- [Description of the task] Extract every line of the material below that contains the word "column", copying each line in full. Treat uppercase and lowercase letters as different.
⟨
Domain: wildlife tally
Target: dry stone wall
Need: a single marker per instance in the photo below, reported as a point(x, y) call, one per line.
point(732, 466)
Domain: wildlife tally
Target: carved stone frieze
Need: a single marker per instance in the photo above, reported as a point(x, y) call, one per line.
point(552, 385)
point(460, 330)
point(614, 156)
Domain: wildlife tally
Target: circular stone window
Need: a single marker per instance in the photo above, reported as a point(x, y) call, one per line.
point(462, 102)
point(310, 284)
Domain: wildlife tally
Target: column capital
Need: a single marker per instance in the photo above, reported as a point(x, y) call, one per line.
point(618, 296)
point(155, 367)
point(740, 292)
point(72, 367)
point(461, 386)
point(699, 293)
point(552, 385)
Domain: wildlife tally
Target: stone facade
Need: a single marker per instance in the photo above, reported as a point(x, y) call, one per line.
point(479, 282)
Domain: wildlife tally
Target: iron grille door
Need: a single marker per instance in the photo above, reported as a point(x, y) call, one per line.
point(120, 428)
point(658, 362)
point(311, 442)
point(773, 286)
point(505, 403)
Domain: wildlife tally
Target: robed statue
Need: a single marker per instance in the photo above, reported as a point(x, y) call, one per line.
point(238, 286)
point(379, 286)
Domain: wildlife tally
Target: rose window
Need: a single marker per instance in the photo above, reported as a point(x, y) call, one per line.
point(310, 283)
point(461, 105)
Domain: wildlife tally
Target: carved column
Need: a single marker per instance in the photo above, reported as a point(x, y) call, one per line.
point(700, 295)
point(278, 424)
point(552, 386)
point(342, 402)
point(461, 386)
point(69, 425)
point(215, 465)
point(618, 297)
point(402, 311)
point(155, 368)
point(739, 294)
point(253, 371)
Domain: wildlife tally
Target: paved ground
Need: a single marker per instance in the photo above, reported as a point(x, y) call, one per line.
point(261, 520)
⟩
- [Solved problem]
Target: column capital
Target: carved column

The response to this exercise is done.